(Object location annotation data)
= = = = =

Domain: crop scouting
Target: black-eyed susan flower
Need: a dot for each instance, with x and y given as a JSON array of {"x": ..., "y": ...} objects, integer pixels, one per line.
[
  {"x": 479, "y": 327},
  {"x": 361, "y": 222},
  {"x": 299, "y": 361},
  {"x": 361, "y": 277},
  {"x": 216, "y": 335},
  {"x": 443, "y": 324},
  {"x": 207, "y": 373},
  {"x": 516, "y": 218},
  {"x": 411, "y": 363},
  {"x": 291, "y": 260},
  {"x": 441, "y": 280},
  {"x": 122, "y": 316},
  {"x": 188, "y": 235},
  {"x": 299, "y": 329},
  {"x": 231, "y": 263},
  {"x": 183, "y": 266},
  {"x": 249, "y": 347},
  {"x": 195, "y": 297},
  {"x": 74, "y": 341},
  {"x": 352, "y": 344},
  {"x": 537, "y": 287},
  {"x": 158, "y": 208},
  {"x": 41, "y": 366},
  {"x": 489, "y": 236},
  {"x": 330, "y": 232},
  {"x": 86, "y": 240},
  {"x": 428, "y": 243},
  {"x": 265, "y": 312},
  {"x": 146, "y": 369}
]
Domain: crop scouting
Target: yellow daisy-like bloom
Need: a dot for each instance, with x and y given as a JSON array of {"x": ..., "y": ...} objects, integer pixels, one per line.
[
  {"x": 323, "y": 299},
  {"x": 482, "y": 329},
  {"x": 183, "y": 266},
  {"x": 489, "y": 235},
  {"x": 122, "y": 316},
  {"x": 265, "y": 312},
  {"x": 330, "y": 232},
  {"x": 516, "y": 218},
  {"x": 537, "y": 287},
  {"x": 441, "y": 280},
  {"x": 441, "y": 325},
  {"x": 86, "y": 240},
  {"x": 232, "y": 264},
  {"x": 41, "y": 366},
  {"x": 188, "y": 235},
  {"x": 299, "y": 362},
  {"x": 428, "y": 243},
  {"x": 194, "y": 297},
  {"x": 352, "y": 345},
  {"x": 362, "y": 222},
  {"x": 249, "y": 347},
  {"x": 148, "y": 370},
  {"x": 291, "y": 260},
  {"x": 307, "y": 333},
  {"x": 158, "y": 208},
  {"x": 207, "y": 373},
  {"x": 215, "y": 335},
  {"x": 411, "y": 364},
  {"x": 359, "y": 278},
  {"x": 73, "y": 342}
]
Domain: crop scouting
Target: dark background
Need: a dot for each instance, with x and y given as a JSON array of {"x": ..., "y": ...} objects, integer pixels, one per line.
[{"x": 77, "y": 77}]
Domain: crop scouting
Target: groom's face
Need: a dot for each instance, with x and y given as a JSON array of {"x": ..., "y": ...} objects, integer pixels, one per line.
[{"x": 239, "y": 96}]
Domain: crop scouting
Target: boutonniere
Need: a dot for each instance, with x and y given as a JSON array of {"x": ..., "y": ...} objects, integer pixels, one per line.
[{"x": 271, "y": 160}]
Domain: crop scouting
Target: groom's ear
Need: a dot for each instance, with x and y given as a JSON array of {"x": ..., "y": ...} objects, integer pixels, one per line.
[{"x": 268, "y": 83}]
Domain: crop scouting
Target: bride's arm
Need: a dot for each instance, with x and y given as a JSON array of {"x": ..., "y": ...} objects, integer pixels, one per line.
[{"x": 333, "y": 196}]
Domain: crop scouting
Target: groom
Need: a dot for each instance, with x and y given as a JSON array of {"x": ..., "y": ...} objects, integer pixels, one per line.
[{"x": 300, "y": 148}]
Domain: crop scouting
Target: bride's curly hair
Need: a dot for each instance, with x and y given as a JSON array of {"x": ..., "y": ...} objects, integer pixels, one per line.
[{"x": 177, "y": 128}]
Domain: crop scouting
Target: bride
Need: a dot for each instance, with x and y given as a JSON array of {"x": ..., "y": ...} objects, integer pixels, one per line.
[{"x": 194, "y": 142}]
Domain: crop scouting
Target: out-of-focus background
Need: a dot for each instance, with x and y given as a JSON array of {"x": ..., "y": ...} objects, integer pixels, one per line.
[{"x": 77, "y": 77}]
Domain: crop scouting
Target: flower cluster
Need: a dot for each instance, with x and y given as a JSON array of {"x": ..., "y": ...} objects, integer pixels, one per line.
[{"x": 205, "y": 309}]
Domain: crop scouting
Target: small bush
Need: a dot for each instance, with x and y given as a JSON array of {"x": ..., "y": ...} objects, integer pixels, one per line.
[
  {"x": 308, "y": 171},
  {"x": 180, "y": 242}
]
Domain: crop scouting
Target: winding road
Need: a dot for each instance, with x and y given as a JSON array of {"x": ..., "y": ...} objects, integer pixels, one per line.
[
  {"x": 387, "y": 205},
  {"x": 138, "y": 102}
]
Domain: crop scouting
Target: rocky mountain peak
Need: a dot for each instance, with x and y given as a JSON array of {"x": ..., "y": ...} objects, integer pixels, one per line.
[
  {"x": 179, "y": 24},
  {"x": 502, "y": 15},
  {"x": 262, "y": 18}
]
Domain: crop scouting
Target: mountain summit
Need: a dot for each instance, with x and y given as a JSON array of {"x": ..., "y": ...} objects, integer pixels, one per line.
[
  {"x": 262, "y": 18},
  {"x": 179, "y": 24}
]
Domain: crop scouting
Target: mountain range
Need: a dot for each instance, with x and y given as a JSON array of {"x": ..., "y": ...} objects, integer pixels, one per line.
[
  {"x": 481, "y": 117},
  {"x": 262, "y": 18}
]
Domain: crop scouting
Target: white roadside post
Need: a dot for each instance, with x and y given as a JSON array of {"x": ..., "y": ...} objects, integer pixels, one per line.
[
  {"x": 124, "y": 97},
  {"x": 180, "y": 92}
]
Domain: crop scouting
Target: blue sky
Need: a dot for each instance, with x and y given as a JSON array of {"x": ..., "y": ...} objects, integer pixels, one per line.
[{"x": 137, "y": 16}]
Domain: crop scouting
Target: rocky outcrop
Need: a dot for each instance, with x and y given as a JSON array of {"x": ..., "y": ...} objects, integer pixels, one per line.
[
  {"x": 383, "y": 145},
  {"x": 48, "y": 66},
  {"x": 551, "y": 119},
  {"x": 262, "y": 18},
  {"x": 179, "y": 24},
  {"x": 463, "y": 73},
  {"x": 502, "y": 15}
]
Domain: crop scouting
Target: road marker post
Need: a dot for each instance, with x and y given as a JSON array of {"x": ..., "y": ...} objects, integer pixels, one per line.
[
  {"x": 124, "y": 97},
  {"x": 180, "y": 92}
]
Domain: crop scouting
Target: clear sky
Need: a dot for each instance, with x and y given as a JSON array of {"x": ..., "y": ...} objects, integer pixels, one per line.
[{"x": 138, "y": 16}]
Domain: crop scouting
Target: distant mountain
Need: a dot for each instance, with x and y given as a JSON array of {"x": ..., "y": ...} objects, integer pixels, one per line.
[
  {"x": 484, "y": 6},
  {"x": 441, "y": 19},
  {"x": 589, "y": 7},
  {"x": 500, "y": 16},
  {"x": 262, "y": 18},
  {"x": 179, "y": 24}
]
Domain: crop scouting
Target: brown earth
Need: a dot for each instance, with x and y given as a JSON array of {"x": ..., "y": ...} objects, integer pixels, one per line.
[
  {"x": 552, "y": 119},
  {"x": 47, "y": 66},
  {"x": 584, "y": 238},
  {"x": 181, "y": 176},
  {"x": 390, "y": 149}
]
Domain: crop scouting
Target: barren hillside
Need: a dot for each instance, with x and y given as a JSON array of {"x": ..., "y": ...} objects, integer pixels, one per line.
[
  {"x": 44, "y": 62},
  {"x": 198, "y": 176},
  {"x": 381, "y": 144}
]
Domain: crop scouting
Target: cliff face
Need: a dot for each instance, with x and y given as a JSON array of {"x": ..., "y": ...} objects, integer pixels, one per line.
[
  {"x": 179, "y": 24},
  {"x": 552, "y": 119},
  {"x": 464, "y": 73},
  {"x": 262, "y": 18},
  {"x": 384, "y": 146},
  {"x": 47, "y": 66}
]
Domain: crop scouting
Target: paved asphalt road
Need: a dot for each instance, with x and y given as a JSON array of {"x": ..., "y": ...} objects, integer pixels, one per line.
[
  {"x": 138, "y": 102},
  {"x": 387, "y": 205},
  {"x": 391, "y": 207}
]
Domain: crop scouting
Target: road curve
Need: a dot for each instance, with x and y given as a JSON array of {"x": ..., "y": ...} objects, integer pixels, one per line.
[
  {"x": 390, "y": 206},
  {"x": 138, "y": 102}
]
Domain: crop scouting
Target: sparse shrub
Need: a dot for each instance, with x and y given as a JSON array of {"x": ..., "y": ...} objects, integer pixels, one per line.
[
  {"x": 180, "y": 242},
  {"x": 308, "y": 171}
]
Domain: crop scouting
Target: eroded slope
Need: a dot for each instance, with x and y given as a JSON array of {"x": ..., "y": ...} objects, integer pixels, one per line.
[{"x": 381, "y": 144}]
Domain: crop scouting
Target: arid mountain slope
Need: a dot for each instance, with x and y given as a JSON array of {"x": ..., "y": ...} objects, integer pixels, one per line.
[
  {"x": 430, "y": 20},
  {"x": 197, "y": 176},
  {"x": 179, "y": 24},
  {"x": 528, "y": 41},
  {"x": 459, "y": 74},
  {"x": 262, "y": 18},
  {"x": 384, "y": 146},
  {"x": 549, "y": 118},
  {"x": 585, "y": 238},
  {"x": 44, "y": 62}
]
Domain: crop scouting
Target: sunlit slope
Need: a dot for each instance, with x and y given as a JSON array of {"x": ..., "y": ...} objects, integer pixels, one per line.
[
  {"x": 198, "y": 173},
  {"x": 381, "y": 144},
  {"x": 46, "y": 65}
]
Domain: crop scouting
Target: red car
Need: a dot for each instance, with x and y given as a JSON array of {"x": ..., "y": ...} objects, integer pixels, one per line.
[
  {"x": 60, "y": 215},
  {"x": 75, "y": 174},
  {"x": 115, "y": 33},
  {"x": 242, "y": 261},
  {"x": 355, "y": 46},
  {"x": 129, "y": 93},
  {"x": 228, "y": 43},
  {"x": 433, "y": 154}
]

= = = = =

WHAT YOU ARE ASKED TO DO:
Which lines in the material above contain the string "face", with case counting? Copy out each of those lines.

COMPLETE ANSWER:
Target: groom's face
Target: cliff face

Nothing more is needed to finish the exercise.